- [EXERCISE PASSAGE]:
————————

Moving forward – the Gambia should never again accept cavalier leadership from a novice. The office of the president is too sacred and great for an untrained recruit, and the world too complicated with economic issues, and the complexities of foreign policy for on-the-job-learning. The track record of President Jammeh is scary enough to contemplate. The Gambian people are not asking for an unblemished or a perfect leader. What we demand, however, is a competent one and nothing else will do! But then again, the country deserves a benign head of state after the HELLISH status-quo the people have endured under APRC dictatorial rule. As polling day draws nearer, public opinion has it that Gambians will vote for a NEW GOVERNMENT in a landslide; one capable of steering the politico-economic affairs of state – and of their dreams right into an epoch of African progress. The voices gathered from the diaspora echoed similar sentiments with DUGA and such activists calling for TERM LIMITS as a roadblock to tyrannical rule and life-presidents.

 

In a campaign season of rising hopes, a section of imperious Gambian women are promoting a somewhat feminist agenda to be included into the conversation. Interestingly, however, this has raised eyebrows among certain quarters (men) but these are not new thoughts. In fact, the UN convention on Human Rights has enjoined on governments to prioritise tackling sexism and all forms of injustices women and girls face in everyday life. For the record, the Gambia shall never realise its full potential without the participation of women, and I have no doubt women will be part of the high table going forward. Although not well versed in constitutional affairs, I still urge the government to clearly legislate defining the remit and protection of civil society groups which are enhancing government’s work. ‘TANGO’ – The association of non-governmental organisations must reorganise aligning policies so as not to step-on-each other’s toes in their development programmes working side-by-side with government agencies across the country. However, NGO’s must maintain neutrality in political affairs except where explicitly stated. As a transparent and an accountable champion, I sincerely hope DUGA will soon join the fray on the ground with offices in Banjul, LRR, and BASSE regions respectively – analysing and scrutinizing the executive branch, especially, enhancing checks-and-balances and confidence within the system.

 

Gambia political analysts have declared in unison that: Ours shall be a democracy built on secular values and social justice. The government must seek to empower citizens where every member is equal and valued. And in terms of trade, the country must seek to revive its manufacturing industry so as to reduce the dependency ratio and susceptibility to price variations and currency fluctuations in the international market. The wealthy in society, foremost, must pay their fair share of taxes starting with the president and his cabinet colleagues. This shall help create a safety-net social programme to uplift the poor and marginalised amongst us enhancing social mobility. Such ideas in turn shall create a middle-class as the engine of our economy driving the retail sector and job creation.

————————

- [INFORMATION SHOWN]:

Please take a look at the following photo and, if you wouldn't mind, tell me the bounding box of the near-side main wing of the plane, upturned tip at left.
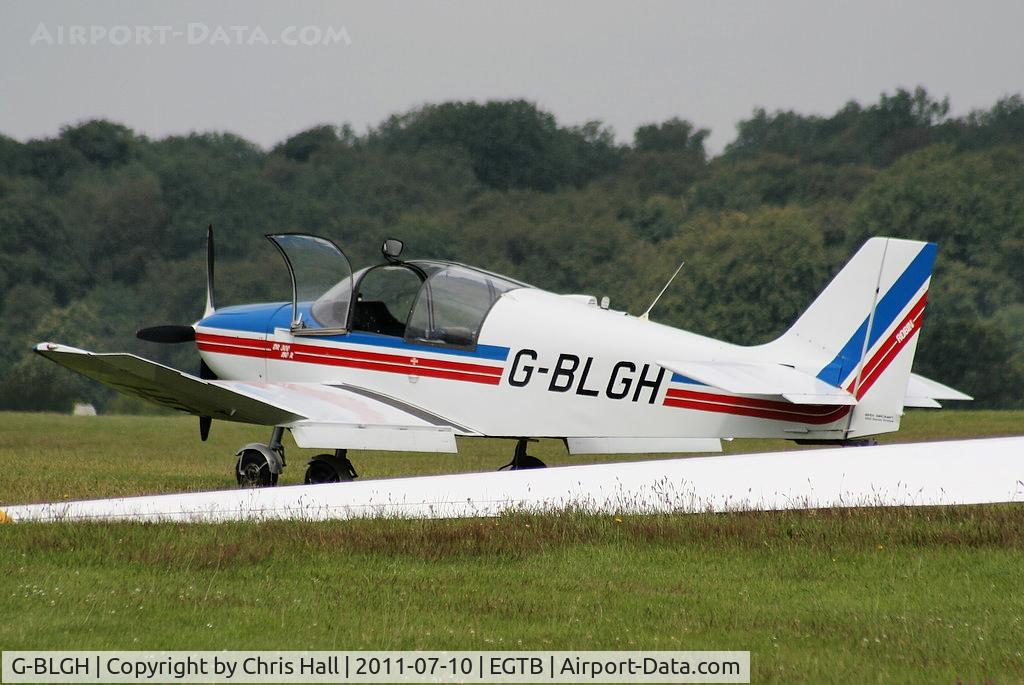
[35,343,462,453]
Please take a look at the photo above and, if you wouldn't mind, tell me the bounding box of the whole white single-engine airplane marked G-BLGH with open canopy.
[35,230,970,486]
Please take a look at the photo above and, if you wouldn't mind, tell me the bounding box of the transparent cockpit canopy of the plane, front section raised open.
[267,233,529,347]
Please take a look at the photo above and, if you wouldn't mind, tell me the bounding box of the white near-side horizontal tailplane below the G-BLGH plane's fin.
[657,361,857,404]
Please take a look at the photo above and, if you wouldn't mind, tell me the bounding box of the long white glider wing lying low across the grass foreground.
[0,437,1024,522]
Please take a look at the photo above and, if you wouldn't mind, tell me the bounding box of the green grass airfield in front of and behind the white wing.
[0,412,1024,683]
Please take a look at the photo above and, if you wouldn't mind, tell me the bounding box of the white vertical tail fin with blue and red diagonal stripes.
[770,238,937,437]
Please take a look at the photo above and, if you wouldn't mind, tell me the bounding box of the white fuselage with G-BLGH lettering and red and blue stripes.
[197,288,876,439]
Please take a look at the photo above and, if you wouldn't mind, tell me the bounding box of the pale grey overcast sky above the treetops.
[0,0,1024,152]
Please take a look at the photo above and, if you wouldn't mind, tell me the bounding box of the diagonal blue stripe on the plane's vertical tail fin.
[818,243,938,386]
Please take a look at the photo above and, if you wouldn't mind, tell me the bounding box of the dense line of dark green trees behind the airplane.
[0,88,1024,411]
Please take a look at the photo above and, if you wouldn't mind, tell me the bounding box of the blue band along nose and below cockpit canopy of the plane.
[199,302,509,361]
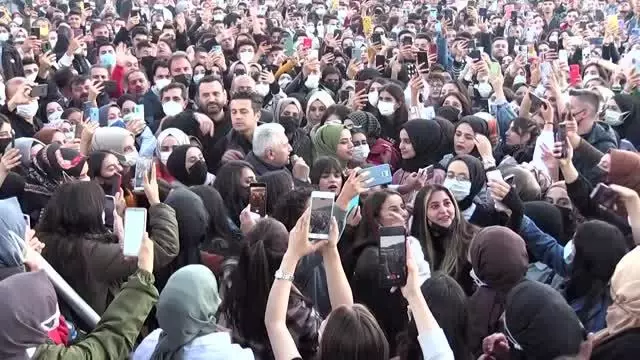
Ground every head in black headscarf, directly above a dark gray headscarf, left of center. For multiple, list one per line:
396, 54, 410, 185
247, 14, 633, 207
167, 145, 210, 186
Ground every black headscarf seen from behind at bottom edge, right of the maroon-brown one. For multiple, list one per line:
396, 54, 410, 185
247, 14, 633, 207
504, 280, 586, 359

————————

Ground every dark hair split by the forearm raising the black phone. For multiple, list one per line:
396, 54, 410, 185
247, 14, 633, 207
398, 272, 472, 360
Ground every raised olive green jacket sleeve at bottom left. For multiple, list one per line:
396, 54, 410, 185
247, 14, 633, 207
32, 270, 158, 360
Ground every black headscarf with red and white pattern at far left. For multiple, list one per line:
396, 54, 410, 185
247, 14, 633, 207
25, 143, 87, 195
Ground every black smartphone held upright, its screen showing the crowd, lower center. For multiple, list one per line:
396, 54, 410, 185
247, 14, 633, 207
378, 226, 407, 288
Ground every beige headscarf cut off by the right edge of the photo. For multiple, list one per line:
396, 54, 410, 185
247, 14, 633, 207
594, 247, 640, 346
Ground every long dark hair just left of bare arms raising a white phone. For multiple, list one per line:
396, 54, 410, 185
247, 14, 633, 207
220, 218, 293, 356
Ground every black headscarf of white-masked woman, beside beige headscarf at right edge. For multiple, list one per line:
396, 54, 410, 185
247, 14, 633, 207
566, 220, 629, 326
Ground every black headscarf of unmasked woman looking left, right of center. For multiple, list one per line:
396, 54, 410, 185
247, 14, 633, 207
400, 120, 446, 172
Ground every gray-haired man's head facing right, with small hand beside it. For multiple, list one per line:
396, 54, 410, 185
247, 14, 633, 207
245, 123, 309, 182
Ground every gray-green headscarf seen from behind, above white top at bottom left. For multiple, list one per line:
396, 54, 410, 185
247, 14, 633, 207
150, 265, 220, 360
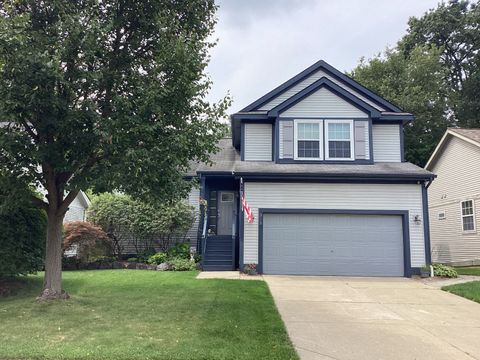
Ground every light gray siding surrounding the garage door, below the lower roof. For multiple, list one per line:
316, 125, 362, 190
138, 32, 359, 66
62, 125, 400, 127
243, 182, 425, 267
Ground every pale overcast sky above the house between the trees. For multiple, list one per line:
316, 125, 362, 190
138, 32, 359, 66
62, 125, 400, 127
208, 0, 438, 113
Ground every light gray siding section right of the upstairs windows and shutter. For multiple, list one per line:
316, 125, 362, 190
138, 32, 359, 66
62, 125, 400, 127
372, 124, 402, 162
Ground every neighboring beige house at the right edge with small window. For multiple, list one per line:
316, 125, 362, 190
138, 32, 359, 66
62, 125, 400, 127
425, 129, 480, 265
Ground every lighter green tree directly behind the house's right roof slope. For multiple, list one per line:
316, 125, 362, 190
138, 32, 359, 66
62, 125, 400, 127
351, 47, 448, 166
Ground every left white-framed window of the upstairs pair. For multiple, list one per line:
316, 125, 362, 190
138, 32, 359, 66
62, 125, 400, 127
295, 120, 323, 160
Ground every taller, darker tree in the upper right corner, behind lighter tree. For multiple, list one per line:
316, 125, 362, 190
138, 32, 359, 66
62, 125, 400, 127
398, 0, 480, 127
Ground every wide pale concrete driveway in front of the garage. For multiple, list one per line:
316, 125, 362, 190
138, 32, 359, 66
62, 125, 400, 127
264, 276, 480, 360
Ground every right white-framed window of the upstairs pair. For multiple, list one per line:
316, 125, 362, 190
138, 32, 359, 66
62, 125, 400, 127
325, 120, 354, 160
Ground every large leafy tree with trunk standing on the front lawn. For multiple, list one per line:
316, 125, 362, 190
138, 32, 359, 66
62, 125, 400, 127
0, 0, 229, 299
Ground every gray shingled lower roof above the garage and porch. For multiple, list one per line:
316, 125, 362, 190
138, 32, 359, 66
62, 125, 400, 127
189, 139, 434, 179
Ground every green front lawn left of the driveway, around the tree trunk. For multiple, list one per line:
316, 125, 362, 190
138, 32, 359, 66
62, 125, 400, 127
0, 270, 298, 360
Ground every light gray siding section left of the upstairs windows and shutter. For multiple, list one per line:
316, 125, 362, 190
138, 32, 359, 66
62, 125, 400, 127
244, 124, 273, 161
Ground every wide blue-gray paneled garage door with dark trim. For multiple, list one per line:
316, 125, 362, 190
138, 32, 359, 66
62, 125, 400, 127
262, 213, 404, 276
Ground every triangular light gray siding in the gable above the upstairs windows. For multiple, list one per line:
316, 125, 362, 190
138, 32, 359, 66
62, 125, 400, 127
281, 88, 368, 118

————————

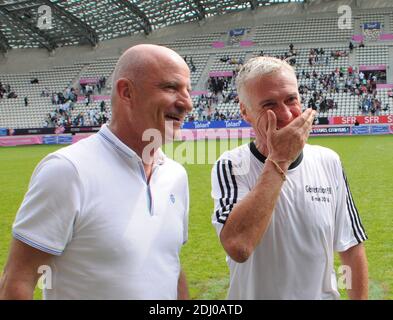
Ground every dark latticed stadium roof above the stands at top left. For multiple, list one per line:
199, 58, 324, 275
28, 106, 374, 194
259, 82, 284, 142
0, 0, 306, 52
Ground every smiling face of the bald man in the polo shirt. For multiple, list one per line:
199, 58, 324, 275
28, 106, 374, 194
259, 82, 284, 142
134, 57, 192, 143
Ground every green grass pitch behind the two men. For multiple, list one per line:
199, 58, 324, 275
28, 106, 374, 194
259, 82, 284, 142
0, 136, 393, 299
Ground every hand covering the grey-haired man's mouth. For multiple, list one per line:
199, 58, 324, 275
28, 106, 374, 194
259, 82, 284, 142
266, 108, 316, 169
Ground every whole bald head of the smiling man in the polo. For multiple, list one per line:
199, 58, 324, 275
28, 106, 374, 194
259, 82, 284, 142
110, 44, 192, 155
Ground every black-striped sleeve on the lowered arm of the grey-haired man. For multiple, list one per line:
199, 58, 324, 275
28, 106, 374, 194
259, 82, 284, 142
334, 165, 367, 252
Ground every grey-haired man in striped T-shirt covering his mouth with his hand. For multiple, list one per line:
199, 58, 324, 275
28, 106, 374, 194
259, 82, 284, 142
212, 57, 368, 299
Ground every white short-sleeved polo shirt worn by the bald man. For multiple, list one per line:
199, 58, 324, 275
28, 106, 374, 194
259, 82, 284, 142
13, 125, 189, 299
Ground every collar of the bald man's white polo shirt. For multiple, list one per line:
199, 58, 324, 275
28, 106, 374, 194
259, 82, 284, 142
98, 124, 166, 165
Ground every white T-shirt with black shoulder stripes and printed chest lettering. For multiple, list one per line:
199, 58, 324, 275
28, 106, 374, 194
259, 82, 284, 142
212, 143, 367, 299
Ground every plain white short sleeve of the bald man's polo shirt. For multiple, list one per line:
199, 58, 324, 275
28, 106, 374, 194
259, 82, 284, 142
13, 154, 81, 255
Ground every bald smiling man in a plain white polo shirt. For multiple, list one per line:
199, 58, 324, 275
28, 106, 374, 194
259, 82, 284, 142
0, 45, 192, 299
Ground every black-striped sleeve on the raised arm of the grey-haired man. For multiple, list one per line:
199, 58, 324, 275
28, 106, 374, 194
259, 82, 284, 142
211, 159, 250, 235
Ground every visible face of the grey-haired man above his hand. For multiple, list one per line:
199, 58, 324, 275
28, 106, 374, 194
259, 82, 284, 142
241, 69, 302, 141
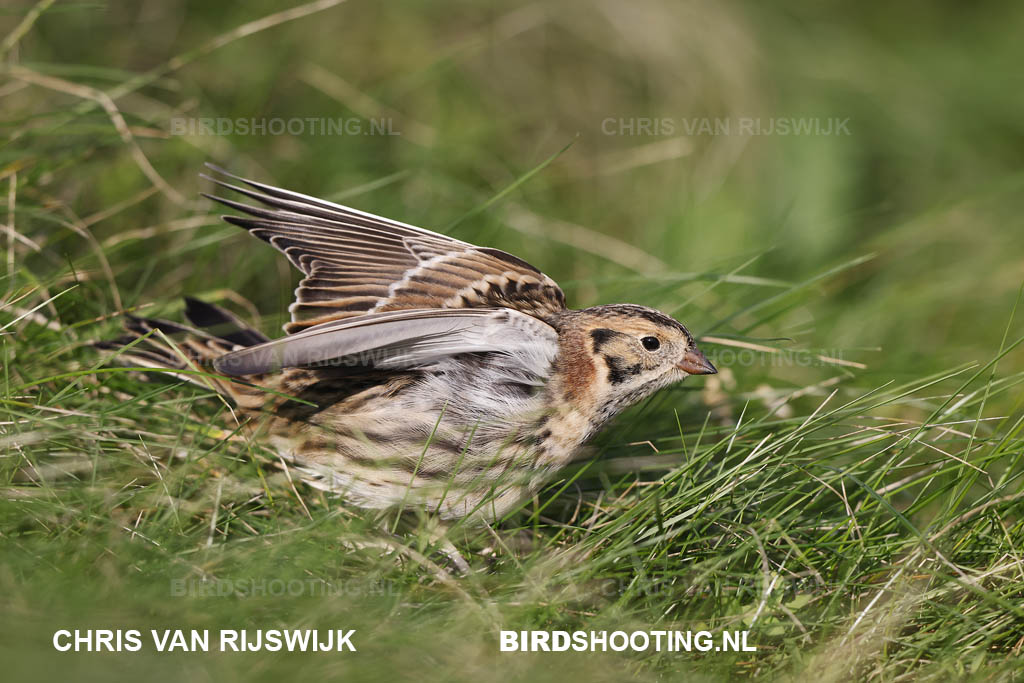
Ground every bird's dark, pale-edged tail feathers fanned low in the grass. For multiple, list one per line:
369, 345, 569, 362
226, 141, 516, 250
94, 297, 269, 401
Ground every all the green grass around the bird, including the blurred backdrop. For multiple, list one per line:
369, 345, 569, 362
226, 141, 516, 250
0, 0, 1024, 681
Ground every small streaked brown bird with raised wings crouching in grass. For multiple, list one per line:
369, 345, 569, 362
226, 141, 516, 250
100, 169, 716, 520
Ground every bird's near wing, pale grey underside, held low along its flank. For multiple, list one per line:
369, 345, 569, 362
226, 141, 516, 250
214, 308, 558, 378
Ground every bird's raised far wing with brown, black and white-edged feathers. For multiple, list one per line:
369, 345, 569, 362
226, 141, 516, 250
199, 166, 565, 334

————————

- [TASK SET]:
**1.** Answer from the essay on Gambian politics:
(a) What do DUGA and other diaspora activists call for as a roadblock to tyrannical rule?
(b) In which regions does the writer hope DUGA will open offices?
(c) According to the political analysts, who must pay their fair share of taxes first?
**2.** Resume the essay on Gambian politics after its last sentence.

- [RESULTS FOR EACH TASK]:
**1.**
(a) Term limits.
(b) Banjul, LRR, and BASSE.
(c) The wealthy in society, starting with the president and his cabinet colleagues.

**2.**
The new government shall also establish an inter-faith adhoc council tasked with fostering closer bonds between the various ethnic groups and religions. In normal circumstances the Gambia does not need this – but we are living in extraordinary times necessitating dialogue so as to soften the blow of divisiveness President Jammeh has subdued Gambians under. His cunning plan was to induce Senegal into a cross-border war; and when this debacle failed, the plan then moved to an ethnic conflict within the country – of which ‘’ALLAH’’ (and the Gambian people) rose up and declared brotherhood with one another. Dictators will do anything to stay in power – It is up to you, THE PEOPLE, to wise up and plan ahead, so as not to be caught up in a trap!

 

One thing remains certain – Gambians, as a people and society shall rise again. Yes, our politics might seem little dark sometimes but that’s ok. From its origins in ancient Greek, democracy continues to be a work-in-process, never been perfected. It is like a work of art, you got to be chipping at it, every day finding ways to improve on it. And as blurry as the horizon permeates not knowing what the future holds in this defining election, the power of our democracy as reflected in the honourable men and women at the unprecedented ’Hotel Kairaba’ Convention has elevated us all reminiscent of our greats like, J.C Faye, E.F. Smalls, I.M Garba Jahumpa, S.M Dibba, and others.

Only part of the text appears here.